• **Data records**
== == ==

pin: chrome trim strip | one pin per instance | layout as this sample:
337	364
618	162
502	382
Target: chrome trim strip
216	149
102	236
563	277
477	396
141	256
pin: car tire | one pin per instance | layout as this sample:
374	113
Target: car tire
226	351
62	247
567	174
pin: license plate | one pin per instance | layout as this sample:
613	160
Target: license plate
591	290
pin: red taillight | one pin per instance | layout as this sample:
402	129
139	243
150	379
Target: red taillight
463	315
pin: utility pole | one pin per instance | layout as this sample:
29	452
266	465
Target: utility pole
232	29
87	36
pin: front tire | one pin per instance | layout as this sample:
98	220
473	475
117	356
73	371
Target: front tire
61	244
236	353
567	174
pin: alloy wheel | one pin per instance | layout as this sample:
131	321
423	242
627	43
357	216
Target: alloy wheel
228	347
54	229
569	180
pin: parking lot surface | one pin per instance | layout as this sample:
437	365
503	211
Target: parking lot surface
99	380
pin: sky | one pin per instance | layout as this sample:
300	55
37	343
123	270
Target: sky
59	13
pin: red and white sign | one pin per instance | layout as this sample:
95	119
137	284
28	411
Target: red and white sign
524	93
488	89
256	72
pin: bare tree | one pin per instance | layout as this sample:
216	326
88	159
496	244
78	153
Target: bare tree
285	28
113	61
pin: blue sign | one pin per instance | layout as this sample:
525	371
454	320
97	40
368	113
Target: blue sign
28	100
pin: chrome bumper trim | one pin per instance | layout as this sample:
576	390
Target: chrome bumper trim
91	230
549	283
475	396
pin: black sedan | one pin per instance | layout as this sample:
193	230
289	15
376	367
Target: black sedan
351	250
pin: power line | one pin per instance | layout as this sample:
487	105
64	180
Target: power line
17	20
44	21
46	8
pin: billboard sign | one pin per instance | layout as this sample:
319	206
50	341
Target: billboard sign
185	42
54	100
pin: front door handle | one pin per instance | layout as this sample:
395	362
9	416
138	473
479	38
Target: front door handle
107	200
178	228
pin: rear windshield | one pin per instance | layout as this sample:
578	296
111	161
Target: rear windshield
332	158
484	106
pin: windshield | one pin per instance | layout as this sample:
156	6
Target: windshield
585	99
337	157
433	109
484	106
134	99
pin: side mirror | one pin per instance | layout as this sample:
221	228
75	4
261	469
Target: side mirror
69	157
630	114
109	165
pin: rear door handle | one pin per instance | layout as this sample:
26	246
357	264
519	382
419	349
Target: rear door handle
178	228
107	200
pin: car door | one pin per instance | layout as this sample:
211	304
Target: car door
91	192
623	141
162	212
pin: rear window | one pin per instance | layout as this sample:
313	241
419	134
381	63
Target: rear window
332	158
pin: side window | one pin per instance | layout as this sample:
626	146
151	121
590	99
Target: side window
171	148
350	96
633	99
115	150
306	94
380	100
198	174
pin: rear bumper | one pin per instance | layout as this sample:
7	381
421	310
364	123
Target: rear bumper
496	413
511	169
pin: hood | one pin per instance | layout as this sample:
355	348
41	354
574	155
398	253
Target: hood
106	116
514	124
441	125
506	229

== == ==

• **Exercise requirements**
Please copy all of the material above line for line, changing nothing.

• **Final answer**
pin: chrome trim strip | one pin per instance | layout as this sample:
337	364
618	162
502	382
Target: chrome trim strip
216	149
102	236
563	277
477	396
141	256
pin: car tire | one pin per instance | layout as this sample:
374	113
Target: car tire
226	351
62	247
567	174
pin: license plate | one pin per instance | layout as this sample:
613	160
Target: license plate
591	290
pin: red taillight | one pin per instance | layout as this sample:
402	129
139	243
150	379
Target: red taillight
463	315
pin: utility pole | one pin per instance | layout as this sample:
29	452
266	465
Target: utility pole
232	29
87	36
pin: front tire | one pin per instance | layout as this sample:
98	220
473	475
117	356
73	371
Target: front tire
61	244
236	353
567	174
pin: alloy wheel | one pin per instance | layout as this sample:
131	321
423	242
627	43
357	216
Target: alloy wheel
228	347
54	229
569	180
pin: parking lot surface | one pin per instance | layout as this sample:
437	365
503	211
Target: parking lot surface
99	380
pin: sky | one pin per instance | layout as this sample:
300	55
37	343
123	270
Target: sky
59	13
pin: red and white sign | one pin per instance | layout as this sample:
95	119
137	284
28	411
Target: red and white sign
524	93
488	89
256	72
pin: bare tree | one pin per instance | layout as this sample:
216	326
88	159
496	244
78	153
Target: bare tree
285	28
113	61
pin: blue sign | one pin per instance | layout as this sample:
525	371
454	320
97	40
368	113
Target: blue sign
28	100
pin: chrome bumper trim | one pin per instance | layout as this sample:
576	390
Target: chrome bumper trim
91	230
549	283
475	396
pin: black sedan | one pin per instance | layout as this sample:
193	230
289	15
376	367
Target: black sedan
351	250
pin: power line | one pin per instance | layout as this sample:
487	105
64	180
Target: power line
17	20
44	21
46	8
pin: billboard sign | one pin per instance | layout as this sample:
319	206
50	341
Target: billboard sign
185	42
54	100
pin: front door handle | one pin per instance | layout as this sample:
395	362
9	416
138	473
479	38
Target: front door handle
107	200
178	228
pin: rear windshield | one pin per instance | layout as this sample:
578	296
111	161
Target: rear windshield
332	158
484	106
pin: windshield | one pin per instance | layout as this sample:
156	6
Target: windshield
585	99
337	157
433	109
484	106
134	99
pin: side mirror | one pin per instance | layout as this sample:
221	228
75	4
261	469
Target: side mirror
69	157
630	114
109	165
pin: rear door handle | one pin per instance | layout as this sample:
26	246
357	264
519	382
419	349
Target: rear door handle
178	228
107	200
pin: car door | one pin per instance | layout as this sample:
211	304
Target: car door
91	192
623	141
162	212
pin: rear window | one pin per instance | layout as this sample:
313	241
419	134
381	63
Target: rear window
332	158
pin: side window | one pin per instance | layout as this sample:
626	146
151	121
590	99
Target: side window
171	148
350	96
633	99
115	150
306	94
380	100
198	174
pin: rear bumper | one pin per instance | layout as this sample:
7	381
421	310
364	123
Target: rear bumper
496	413
511	169
pin: hood | one pin per instance | layout as this sample:
355	348
41	354
574	155
398	253
Target: hood
106	116
514	124
441	125
506	229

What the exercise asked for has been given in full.